TEXTO.
────────────────────

Conversas do Divã #2
Resiliência, s. f. o contrário de fragilidade; capacidade de
resistência de um material ao choque, a qual é medida pela energia necessária
para produzir a fractura de um provete do material com dimensões determinadas;
energia potencial acumulada por unidade de volume de uma substância elástica,
quando deformada elasticamente.
Até quando resiste o material?
E quando o material somos nós,
corpo feito de carne, ossos e cérebro, até quando se resiste?
Qual é a nossa capacidade de
resistência? Diz-se que a carne é fraca, mas creio que o espírito pode ter uma
capacidade de resistência de proporções desmedidas. Somos a tal substância
elástica. Mas quando é que ela quebra? E quando quebra, sabemos que aconteceu?
O que se faz? Juntam-se os bocados de elástico e voltam-se a colar com Super-Cola
3?
É mais ou menos assim. O que puxa
o elástico é diferente de pessoa para pessoa, é uma força poderosa, quase
mecânica, que quase sempre faz-nos entrar numa esfera de dor e sofrimento. O
que causa o movimento difere, é certo, mas também é certo que pode haver quem
sofra por não poder comprar uns trapos da nova colecção (lá estou eu a embirrar
outras vez com a tipa com o Blog dos “365 dias sem compras”), ou não ir
experimentar o Restaurante da moda.
Não é dessa dor que falo.
(Gente que habita ao nível do
Fairy, por cima da gordura na frigideira dos bifes de perú, não é para aqui
chamada; neste Bolo-de-Arroz vem quem quer, e eu aqui só falo de sub-solos interiores de cada um,
vasculhando o mundo imenso, vastíssimo e maravilhoso que cada um é. Se quem me
lê ainda está na fase da espuminha da loiça, que me perdoe, mas estes
pensamentos e desabafos parecer-lhes-ão profundamente enfadonhos e chatos e daí
mais vale não voltar cá. Façam o vosso “trabalho de casa”, pendurem pontos de interrogação
por todo o lado e depois voltem.)

────────────────────

Entradas de dados extraídos:
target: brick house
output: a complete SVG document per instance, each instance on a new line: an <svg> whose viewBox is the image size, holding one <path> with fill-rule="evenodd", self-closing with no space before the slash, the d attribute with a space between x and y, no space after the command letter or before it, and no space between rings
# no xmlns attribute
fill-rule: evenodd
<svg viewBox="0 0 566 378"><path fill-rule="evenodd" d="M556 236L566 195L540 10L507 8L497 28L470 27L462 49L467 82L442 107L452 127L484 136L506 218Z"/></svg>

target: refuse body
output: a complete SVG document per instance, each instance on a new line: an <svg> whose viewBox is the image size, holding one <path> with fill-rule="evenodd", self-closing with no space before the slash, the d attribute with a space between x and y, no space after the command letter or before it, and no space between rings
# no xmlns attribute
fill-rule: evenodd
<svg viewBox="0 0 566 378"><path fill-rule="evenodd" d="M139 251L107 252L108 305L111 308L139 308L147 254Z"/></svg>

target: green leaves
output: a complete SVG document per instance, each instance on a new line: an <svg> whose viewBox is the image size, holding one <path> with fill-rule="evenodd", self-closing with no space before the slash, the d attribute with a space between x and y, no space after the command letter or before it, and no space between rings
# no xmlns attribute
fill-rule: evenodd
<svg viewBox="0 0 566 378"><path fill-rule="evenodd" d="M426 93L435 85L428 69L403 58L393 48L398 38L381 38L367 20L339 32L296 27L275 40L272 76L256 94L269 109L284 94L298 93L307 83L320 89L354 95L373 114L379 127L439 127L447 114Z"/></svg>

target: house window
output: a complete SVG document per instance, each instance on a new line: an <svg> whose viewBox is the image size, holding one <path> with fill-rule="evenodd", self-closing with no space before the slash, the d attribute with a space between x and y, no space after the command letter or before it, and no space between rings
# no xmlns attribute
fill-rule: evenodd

────────────────────

O QUE FAZER.
- a) Responda a estas perguntas sobre o texto:
(i) Segundo a definição no início, resiliência é o contrário de quê?
(ii) Que cola é referida para voltar a colar os bocados de elástico?
(iii) Qual é o blog mencionado entre parênteses?
- b) Transcreva um trecho do texto, começando nas palavras "Conversas do Divã" e parando depois de "sabemos que aconteceu?".
- c) Reescreva de forma mais breve o parágrafo do texto que começa por "É mais ou menos assim".
Estas linhas provêm de outra fonte.

RESPOSTAS DADAS.
- a)
(i) De fragilidade.
(ii) A Super-Cola 3.
(iii) O Blog dos “365 dias sem compras”.

- b)
Conversas do Divã #2
Resiliência, s. f. o contrário de fragilidade; capacidade de
resistência de um material ao choque, a qual é medida pela energia necessária
para produzir a fractura de um provete do material com dimensões determinadas;
energia potencial acumulada por unidade de volume de uma substância elástica,
quando deformada elasticamente.
Até quando resiste o material?
E quando o material somos nós,
corpo feito de carne, ossos e cérebro, até quando se resiste?
Qual é a nossa capacidade de
resistência? Diz-se que a carne é fraca, mas creio que o espírito pode ter uma
capacidade de resistência de proporções desmedidas. Somos a tal substância
elástica. Mas quando é que ela quebra? E quando quebra, sabemos que aconteceu?

- c) O que puxa o elástico varia de pessoa para pessoa. É uma força poderosa, quase mecânica, que quase sempre leva à dor e ao sofrimento. As causas diferem, e há até quem sofra por não poder comprar roupa da nova coleção ou por não ir experimentar o restaurante da moda.